┌─ TEXTO ORIGINAL

Padecer no paraíso?

Quando eu era criança (não espalha, mas isso já faz muitas décadas), eu lia nos cartazes espalhados pelos corredores do grupo escolar onde eu estudava algumas frases que sempre me intrigaram.  De cartolinas, com bandeiras desenhadas a lápis de cor, seguidas de: “Brasil: ame-o ou deixe-o” a “As crianças são o futuro da nação”, tinha de um tudo. No cabeçalho das provas manuscritas em papel almaço com pauta (confesso, eu era criança na década de 70), uma professora sempre nos mandava escrever “Deus me vê”, na esperança que ficássemos motivados a não colar, temendo o castigo Divino.

Sobretudo, havia uma frase que sempre me incomodava: “Ser mãe é padecer no paraíso”. Como assim? Padecer não é sofrer? Pobre da minha mãe que lutava tanto costurando pra fora, sem conforto em nossa humilde morada, e ainda se esticando na economia doméstica pra sustentar a filharada?  Na verdade, eu não entendia esse conceito porque as palavras me pareciam incompatíveis pra caminharem juntas na mesma frase.

Bem, a gente cresce e a frase continua lá. Muita gente ainda usa. Hoje a gente sabe que esta frase, extraída de um poema de Coelho Neto, é para exaltar a maternidade. Num tempo onde parto normal era a rotina, dar à luz uma criança era um misto de dor intensa e alegria esfuziante pelo rebento que nascia.

└─
┌─ DADOS BRUTOS

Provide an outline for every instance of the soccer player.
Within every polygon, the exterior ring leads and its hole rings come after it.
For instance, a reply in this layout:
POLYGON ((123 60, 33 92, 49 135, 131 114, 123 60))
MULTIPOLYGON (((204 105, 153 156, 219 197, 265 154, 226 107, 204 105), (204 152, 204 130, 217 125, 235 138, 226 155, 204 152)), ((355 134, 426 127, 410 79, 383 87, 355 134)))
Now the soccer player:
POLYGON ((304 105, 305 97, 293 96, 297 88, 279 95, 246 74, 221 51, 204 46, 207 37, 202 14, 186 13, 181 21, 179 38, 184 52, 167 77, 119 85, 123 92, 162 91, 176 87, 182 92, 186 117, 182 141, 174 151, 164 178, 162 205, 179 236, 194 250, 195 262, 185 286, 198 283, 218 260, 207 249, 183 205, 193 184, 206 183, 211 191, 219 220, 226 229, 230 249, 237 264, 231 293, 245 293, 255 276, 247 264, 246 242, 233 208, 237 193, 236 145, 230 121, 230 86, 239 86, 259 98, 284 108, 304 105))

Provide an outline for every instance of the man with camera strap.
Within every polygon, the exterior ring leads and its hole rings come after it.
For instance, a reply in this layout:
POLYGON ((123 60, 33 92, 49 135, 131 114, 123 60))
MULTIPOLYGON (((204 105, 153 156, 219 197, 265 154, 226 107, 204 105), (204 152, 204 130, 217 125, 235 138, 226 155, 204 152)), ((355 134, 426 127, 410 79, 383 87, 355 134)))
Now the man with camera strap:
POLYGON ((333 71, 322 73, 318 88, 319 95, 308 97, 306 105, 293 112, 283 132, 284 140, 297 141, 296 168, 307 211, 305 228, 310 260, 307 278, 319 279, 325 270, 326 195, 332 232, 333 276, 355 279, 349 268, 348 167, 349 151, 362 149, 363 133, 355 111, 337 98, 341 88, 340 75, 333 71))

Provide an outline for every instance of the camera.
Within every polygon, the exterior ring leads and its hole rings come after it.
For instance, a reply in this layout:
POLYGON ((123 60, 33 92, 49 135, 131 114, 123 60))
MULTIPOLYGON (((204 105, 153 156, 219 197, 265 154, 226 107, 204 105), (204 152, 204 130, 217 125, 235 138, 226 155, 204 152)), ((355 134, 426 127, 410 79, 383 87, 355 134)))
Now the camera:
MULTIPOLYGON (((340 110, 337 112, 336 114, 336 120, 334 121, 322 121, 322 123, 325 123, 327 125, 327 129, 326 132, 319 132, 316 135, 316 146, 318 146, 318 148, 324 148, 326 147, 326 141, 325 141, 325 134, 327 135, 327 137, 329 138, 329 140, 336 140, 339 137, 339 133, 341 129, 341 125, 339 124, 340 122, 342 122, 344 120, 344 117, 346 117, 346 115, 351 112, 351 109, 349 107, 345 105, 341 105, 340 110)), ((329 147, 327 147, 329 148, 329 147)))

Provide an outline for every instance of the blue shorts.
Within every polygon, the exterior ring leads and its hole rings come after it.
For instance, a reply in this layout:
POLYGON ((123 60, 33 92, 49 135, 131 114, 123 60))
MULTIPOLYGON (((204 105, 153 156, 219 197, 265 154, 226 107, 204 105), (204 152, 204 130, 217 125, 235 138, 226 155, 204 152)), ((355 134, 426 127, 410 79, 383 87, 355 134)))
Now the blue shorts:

└─

* ATIVIDADE: Reproduza sem alterações o trecho do texto original entre “Sobretudo, havia uma” e “na mesma frase.”, incluindo esses dois trechos.

* RESPOSTA:
Sobretudo, havia uma frase que sempre me incomodava: “Ser mãe é padecer no paraíso”. Como assim? Padecer não é sofrer? Pobre da minha mãe que lutava tanto costurando pra fora, sem conforto em nossa humilde morada, e ainda se esticando na economia doméstica pra sustentar a filharada?  Na verdade, eu não entendia esse conceito porque as palavras me pareciam incompatíveis pra caminharem juntas na mesma frase.